■ MATERIAL FOR THIS TASK:

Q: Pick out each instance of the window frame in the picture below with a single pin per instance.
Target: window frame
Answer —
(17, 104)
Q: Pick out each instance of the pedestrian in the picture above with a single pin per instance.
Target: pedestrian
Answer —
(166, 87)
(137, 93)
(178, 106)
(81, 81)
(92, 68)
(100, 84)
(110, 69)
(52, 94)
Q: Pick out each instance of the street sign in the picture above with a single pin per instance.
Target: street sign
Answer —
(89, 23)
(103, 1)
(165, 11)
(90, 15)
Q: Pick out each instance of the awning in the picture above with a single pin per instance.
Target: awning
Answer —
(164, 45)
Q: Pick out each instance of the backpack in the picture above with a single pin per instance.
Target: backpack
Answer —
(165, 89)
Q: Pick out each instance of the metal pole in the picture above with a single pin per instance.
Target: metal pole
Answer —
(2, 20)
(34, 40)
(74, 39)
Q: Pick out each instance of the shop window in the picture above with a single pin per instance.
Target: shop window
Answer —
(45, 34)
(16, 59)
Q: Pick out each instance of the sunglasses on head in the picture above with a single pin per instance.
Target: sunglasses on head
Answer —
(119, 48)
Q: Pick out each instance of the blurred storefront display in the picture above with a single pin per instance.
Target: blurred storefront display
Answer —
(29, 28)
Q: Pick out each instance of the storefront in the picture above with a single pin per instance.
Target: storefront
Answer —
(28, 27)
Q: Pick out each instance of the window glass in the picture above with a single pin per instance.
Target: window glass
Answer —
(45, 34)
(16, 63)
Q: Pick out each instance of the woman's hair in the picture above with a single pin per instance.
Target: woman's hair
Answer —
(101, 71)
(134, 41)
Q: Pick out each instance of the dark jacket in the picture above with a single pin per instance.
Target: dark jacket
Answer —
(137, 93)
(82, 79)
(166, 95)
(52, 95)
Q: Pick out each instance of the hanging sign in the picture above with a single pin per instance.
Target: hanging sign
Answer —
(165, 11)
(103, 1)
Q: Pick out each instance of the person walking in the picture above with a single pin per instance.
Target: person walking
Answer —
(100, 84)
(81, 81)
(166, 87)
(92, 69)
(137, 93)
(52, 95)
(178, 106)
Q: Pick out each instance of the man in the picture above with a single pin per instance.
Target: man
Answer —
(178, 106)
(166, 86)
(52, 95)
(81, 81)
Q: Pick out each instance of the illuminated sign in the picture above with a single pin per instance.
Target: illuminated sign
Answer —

■ THE REQUEST:
Copy every row above word for word, keeping them in their original order.

■ RESULT OF THE EXERCISE:
Q: Pick out each instance of the window frame in the picture below with a single pin per instance.
Target: window frame
Answer —
(17, 104)
Q: Pick out each instance of the pedestrian in the picture above with a single pin per instance.
Target: pedestrian
Answer —
(166, 87)
(137, 93)
(178, 106)
(81, 81)
(92, 68)
(100, 84)
(110, 69)
(52, 94)
Q: Pick out each instance of the street sign in the picture above with a single pin per instance.
Target: street sign
Answer —
(89, 23)
(103, 1)
(165, 11)
(90, 15)
Q: Pick out each instance of the awning in the picture above with a single pin per instance.
Target: awning
Answer —
(164, 45)
Q: Pick out each instance of the backpack in the picture above with a single pin per instance.
Target: backpack
Answer —
(165, 89)
Q: Pick out each instance of the metal pole in the picture above with a single pin per instance.
Target: metal pole
Answer —
(2, 20)
(34, 40)
(74, 39)
Q: Pick out each instance of the shop window in the picture above with a single pin per instance.
Target: shop window
Answer —
(45, 34)
(16, 59)
Q: Pick out each instance of the sunglasses on head in the picture above with a single pin per instance.
Target: sunglasses on head
Answer —
(119, 48)
Q: Pick out each instance of the blurred storefront display in the picture above with a single pin per instance.
Target: blurred storefront display
Answer —
(29, 28)
Q: Pick out each instance of the storefront in the picture above with a single pin per instance.
Target: storefront
Answer —
(28, 27)
Q: Pick out each instance of the window glass in the picture above with a single pin per instance.
Target: window glass
Answer —
(45, 34)
(16, 63)
Q: Pick out each instance of the woman's hair in the picture above with a single pin per instance.
Target: woman's hair
Answer —
(101, 71)
(134, 41)
Q: Pick out each instance of the dark jacket in the picture above with a single pin per instance.
Target: dark jacket
Answer —
(137, 93)
(82, 79)
(166, 95)
(52, 95)
Q: Pick out each instance of the hanging sign in the picture above with a single pin per instance.
Target: hanging sign
Answer —
(165, 11)
(103, 1)
Q: Pick out each instance of the person walking in the picture above with a single pin per instance.
Target: person walking
Answer —
(100, 84)
(81, 81)
(166, 87)
(92, 69)
(137, 93)
(52, 95)
(178, 106)
Q: Pick out each instance of the man in the picture above with a single pin per instance.
Target: man
Answer —
(178, 106)
(166, 86)
(52, 95)
(81, 81)
Q: Pick out each instance of the illuminated sign in the picture above with a single pin per instance.
Target: illuminated sign
Answer —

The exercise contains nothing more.